Convert the lines running from the one containing "Practice. Identify the reflection on" (that line included) through the end of the records into a JSON list of strings, one string per line, leaving out any blank lines.

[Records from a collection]
>> start

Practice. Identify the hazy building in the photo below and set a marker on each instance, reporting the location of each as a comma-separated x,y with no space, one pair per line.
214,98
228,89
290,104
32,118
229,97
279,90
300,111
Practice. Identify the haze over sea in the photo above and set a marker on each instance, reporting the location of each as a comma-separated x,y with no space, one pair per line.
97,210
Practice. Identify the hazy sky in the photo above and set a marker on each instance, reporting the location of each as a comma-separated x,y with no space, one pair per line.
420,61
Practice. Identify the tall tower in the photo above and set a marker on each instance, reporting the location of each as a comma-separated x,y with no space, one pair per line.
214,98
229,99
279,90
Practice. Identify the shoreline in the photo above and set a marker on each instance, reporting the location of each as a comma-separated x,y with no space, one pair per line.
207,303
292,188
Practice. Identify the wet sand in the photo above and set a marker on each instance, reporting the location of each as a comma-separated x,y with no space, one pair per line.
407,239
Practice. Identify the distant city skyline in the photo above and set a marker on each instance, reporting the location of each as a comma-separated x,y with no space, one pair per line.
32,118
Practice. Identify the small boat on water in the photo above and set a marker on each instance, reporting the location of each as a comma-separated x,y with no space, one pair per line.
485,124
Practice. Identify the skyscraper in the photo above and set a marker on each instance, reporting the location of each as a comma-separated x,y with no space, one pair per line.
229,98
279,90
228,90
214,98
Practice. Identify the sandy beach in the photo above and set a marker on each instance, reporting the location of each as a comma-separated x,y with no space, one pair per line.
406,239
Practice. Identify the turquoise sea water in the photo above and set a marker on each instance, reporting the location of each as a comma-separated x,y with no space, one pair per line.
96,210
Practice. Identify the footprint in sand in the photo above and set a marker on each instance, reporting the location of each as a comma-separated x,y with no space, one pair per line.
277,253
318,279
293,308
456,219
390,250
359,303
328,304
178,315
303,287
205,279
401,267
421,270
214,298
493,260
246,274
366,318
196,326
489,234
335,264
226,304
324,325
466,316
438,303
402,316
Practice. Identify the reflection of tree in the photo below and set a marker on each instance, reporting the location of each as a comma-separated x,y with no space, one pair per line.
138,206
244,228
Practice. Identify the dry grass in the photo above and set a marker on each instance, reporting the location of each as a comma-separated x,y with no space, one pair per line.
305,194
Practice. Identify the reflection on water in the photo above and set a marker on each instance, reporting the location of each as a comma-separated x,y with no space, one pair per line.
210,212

>> end

RESULT FOR THIS TASK -
[
  "Practice. Identify the reflection on water in the photo above and set a marker on each instance, reporting the location of each as a comma-separated x,y with no space, one pair per line.",
  "210,212"
]